• _TO BE DONE_:
1. In the text on the dynamic programming approach, translate this sentence into Spanish: "This approach utilizes the previously computed results stored in the dp table to avoid redundant computations, thus improving the efficiency of the algorithm."
2. Retype the text on the dynamic programming approach from "Time Complexity: O(n)" up to and including "performing further computations.".
3. Answer these questions from the text on the dynamic programming approach:
(a) What does the function return when the base case n=0 is reached?
(b) What values do n, x, and y have in the C++ main function?
(c) What value is the dp table initialized with in the C++ code?

— start of SELECTION —

Time Complexity: O(n) 
Auxiliary Space: O(n)

Approach 2: Using DP:

This code implements a dynamic programming approach to solve a problem of counting the number of integers that can be formed using two given integers x and y, up to a given integer n.

  • The function countNumsDP takes four arguments: n, x, y, and a reference to a vector called dp. The integer n is the upper limit up to which the numbers need to be counted, and x and y are the two given integers that can be used to form other integers. The vector dp is used to store the results of subproblems, which can be reused in later computations to avoid redundant computations.
    • The function first checks if the base case n=0 is reached, and returns 0. If the result for n has already been computed and stored in dp, then it simply returns the result without performing further computations.
    • The function then creates a boolean array called arr, where arr[i] represents whether the number i can be formed using x and y or not. It sets arr[x] and arr[y] to true if x and y are less than or equal to n.
    • Next, the function iterates over all numbers from min(x,y) to n, and if the number i can be formed using x and y, it checks whether i+x and i+y can also be formed using x and y. If they can be formed, the function increments the result counter and sets arr[i+x] and arr[i+y] to true.
    • Finally, it stores the result in dp[n] and returns the result.

This approach utilizes the previously computed results stored in the dp table to avoid redundant computations, thus improving the efficiency of the algorithm.

C++




#include<bits/stdc++.h>
using namespace std;
 
int countNumsDP(int n, int x, int y, vector<int>& dp) {
    if(n == 0) return 0; // Base case
    if(dp[n] != -1) return dp[n]; // If result already computed, return it
 
    vector<bool> arr(n+1, false); // Array to store intermediate results
    if(x <= n) arr[x] = true; // x and y can be formed using x and y.
    if(y <= n) arr[y] = true;
 
    int result = 0; // Initialize result
 
    // Traverse all numbers and increment result if a number can be formed using x and y.
    for(int i=min(x, y); i<=n; i++) {
        if(arr[i]) { // If i can be formed using x and y
            if(i+x <= n) arr[i+x] = true; // Then i+x and i+y can also be formed using x and y.
            if(i+y <= n) arr[i+y] = true;
 
            result++; // Increment result
        }
    }
 
    dp[n] = result; // Store the result in dp table
    return result;
}
 
int main() {
    int n = 15, x = 5, y = 7;
    vector<int> dp(n+1, -1); // Initialize dp table with -1
    cout << countNumsDP(n, x, y, dp) << endl; // Call DP function
    return 0;
}


Java




import java.util.Arrays;
 
public class GFG {
 
    // Function to count the number of integers that can be formed using x and y
    static int countNumsDP(int n, int x, int y, int[] dp) {
        if (n == 0)

— end of SELECTION —
— start of SUPPLIED DATA —

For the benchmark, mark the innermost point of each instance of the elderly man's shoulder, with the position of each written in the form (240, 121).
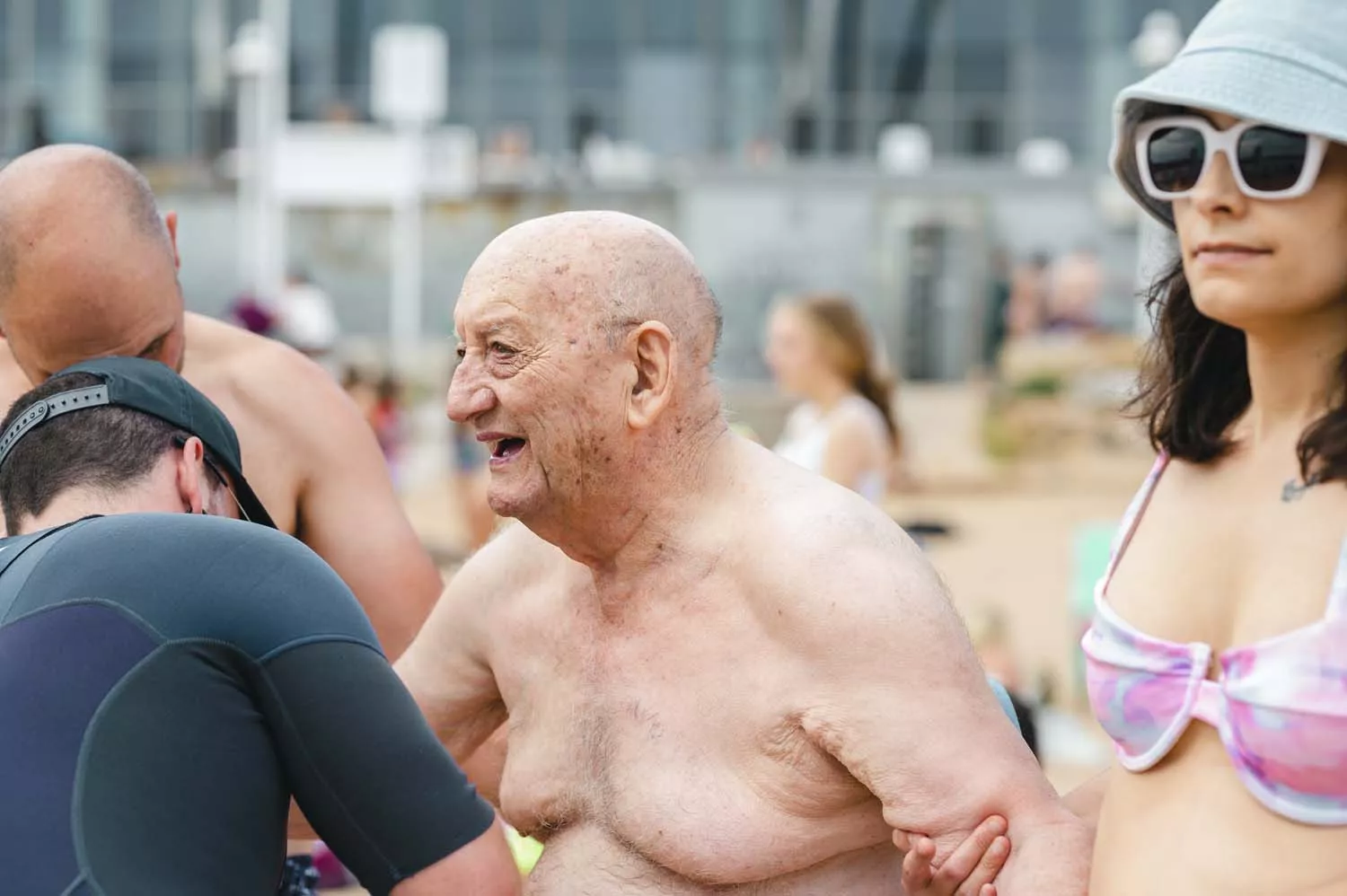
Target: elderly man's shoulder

— end of SUPPLIED DATA —
— start of SUPPLIED DATA —

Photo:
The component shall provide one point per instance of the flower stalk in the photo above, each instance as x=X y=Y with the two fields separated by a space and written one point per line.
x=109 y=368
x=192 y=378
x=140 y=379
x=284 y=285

— end of SUPPLIED DATA —

• _ANSWERS GIVEN_:
1. Este enfoque utiliza los resultados calculados previamente y almacenados en la tabla dp para evitar cálculos redundantes, mejorando así la eficiencia del algoritmo.

2.
Time Complexity: O(n) 
Auxiliary Space: O(n)

Approach 2: Using DP:

This code implements a dynamic programming approach to solve a problem of counting the number of integers that can be formed using two given integers x and y, up to a given integer n.

  • The function countNumsDP takes four arguments: n, x, y, and a reference to a vector called dp. The integer n is the upper limit up to which the numbers need to be counted, and x and y are the two given integers that can be used to form other integers. The vector dp is used to store the results of subproblems, which can be reused in later computations to avoid redundant computations.
    • The function first checks if the base case n=0 is reached, and returns 0. If the result for n has already been computed and stored in dp, then it simply returns the result without performing further computations.

3.
(a) 0
(b) n = 15, x = 5, y = 7
(c) -1